> _DOCUMENT EXCERPT_
# Anyone here getting the new Yamaha Montage ?



## muziksculp (May 3, 2016)

Hi,

Just curious to know if anyone on this forum is planning to get the new
*
Yamaha Montage* ? 

https://www.yamaha.com/us/namm/2016/montage.aspx

I'm looking forward to get the _Montage 7_ once they begin shipping. (I already Pre-Ordered one from Sweetwater). 

Cheers,
Muziksculp


----------



## dpasdernick (May 26, 2016)

The Montage looks really cool. Billed as a combination of sampled sound sets married with FM. I love FM so I was intrigued and then I had an epiphany. The Yamaha SY77, TG77 and SY99, all very old synths, marry sampled sounds with FM. Now arguably the Montage has more horsepower and the entire Motif sound library but the concept is very similar. Of course if you give the thing a "Super Knob" it could make it seem more appealing...


----------



## chimuelo (May 26, 2016)

It's an impressive achievement.
But I hope such an investment will be supported if sales aren't as hoped for.

Motion sequencing is what I do on my synths but having this built into to a ROMpler is rather unique and far more exciting than Pad Scratchers and their Roli controllers....


----------



## muziksculp (May 26, 2016)

Hi,

The Yamaha Montage sounds amazing !

I got my Montage 7 just a few days ago, and so far loving it. It is quite a deep instrument. Lots of possibilities for sound design, and a great performance keyboard.

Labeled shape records
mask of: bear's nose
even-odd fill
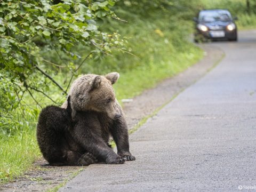
[[[118,118],[120,117],[121,116],[121,115],[120,115],[120,114],[116,114],[116,115],[115,115],[115,119]]]

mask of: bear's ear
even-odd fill
[[[106,78],[109,80],[112,84],[116,83],[119,78],[119,74],[117,72],[112,72],[105,75]]]
[[[101,77],[100,76],[98,75],[92,80],[91,90],[99,88],[100,83],[101,83]]]

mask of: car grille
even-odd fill
[[[210,30],[223,30],[225,29],[225,26],[209,26]]]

> _EXERCISES_
**A.** Answer these questions about the Yamaha Montage forum thread above:
(i) Where did muziksculp pre-order a Montage 7?
(ii) Which older Yamaha synths does dpasdernick say marry sampled sounds with FM?
(iii) What does chimuelo say he does on his own synths?
**B.** Continue the Yamaha Montage forum thread above, starting right after its final sentence.

> _EXPECTED OUTPUTS_
**A.**
(i) From Sweetwater.
(ii) The Yamaha SY77, TG77 and SY99.
(iii) Motion sequencing.

**B.**
I'm just beginning my journey of discovering this new marvel from Yamaha. Given that most of the emphasis here is Sample Libraries, (mostly Kontakt based), a Rompler like the Montage is not the most popular tool around this forum. But, I'm still old-fashioned, and love using, and programming HW Romplers. With the FMX engine the possibilities are quite endless. Lots of power under the hood. The Super Knob is pretty cool, although I have not gotten to program it yet, but I think that alone can keep me busy for years.

I am hoping that Steinberg/Yamaha will bring the Montage Integration closer to Cubase, (Most likely when Cubase Pro 9) is released. I feel they didn't focus much on the Integration with Cubase Pro 8. i.e. (It doesn't provide control surface functionality for Cubase Pro 8, which you would think would be something they would have done, given that the Montage doesn't have a sophisticated onboard Pattern-Sequencer like the Motif Line).

Anyways..so far no one on this forum has indicated that they are getting. or have a Yamaha Montage. So, I might be the only forum member with a Super-Knob Synth for now  , also changed my forum Avatar to the cool Super-Knob. 

Cheers,
Muziksculp


----------



## whinecellar (Aug 30, 2016)

muziksculp said:


> ...Anyways..so far no one on this forum has indicated that they are getting. or have a Yamaha Montage...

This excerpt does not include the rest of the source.